> _TASK TO CARRY OUT_
The response must contain the complete data, printed exactly.

(Region pointing data)

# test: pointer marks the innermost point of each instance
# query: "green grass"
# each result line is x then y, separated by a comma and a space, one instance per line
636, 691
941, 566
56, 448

> _THE ANSWER_
# test: pointer marks the innermost point of each instance
# query: "green grass"
# each result line is x then y, separated by a comma and a space, one instance per line
636, 691
941, 566
56, 448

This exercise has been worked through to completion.